- _Excerpt_:
+ + + + +
RPS window for autoscaling

Services now support a window property in the scaling spec that defines the time window used to calculate RPS. Allowed values are 30s, 1m, and 5m (default is 1m). Previously, the RPS was always calculated using a 1m window.

type: service
image: nginx
port: 80

replicas: 0..1
scaling:
  metric: rps
  # 1 request per second, calculated over a 5-minute window
  target: 1
  window: 5m

Kubernetes

`registry_auth`

The kubernetes backend now supports the registry_auth property for pulling Docker images from private registries:

type: service
image: nvcr.io/nim/deepseek-ai/deepseek-r1-distill-llama-8b
registry_auth:
  username: $oauthtoken
  password: ${{ secrets.ngc_api_key }}

dstack automatically creates and sets up imagePullSecrets for the pods. This requires new permissions for the Kubernetes role:

rules:
  resources: ["secrets"]
  verbs: ["create", "delete"]

Read-only volumes

Kubernetes volume configurations now support a new read_only property. When set to true, it enforces readOnly: true in the pod's volumeMounts.

type: volume
backend: kubernetes
name: my-volume
size: 100GB
read_only: true

Server

Faster processing

The server has been optimized to reduce processing latencies. As a result, many operations now take less time: run provisioning is up to 14s faster and run termination is up to 7s faster.

Examples

Documentation and examples have been refreshed, including a new Qwen3.6-27B and DeepSeek V4 examples. A new prefill-decode blog post shows how to run SGLang PD disaggregation via Shepherd Model Gateway.

Breaking changes

Python 3.9 support dropped

Running dstack on Python 3.9 is no longer supported, as Python 3.9 reached end-of-life on 2025-10-31. Please upgrade to Python 3.10 or later.
+ + + + +
- _Provided data_:
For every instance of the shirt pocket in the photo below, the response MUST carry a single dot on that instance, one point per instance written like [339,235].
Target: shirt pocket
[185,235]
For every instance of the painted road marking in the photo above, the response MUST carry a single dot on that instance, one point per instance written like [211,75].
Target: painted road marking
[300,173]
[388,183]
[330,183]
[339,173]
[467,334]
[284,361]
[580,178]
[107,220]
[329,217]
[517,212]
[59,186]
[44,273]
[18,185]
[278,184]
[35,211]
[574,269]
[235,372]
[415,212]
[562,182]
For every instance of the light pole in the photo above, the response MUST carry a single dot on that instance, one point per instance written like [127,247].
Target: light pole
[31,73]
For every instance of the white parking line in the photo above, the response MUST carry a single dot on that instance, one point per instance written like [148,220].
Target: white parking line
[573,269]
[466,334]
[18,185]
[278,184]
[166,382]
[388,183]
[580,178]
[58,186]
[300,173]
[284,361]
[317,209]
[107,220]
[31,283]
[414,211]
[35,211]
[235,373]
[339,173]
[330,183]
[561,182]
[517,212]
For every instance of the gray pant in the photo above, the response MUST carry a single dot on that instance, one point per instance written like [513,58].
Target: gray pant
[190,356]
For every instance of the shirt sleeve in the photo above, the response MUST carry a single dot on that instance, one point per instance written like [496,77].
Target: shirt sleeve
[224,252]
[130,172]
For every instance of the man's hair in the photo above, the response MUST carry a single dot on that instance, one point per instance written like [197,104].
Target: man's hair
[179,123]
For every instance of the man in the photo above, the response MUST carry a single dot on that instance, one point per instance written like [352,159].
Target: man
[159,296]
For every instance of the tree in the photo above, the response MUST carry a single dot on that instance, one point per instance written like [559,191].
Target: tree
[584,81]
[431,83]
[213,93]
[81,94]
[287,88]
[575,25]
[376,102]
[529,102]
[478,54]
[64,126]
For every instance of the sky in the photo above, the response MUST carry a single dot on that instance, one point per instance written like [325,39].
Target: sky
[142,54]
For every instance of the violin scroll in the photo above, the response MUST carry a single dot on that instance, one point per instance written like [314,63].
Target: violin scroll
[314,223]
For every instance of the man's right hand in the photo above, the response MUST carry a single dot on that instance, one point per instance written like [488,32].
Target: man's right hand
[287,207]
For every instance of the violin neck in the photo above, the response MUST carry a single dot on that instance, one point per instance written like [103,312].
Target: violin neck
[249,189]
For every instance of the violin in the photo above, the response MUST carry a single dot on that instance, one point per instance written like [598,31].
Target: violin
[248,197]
+ + + + +
- _To do_:
A. List every value the release notes allow for the window property in the scaling spec.
B. According to the release notes, by how much has run termination become faster?

- _Solved problems_:
A. 30s, 1m, 5m

B. Up to 7s faster.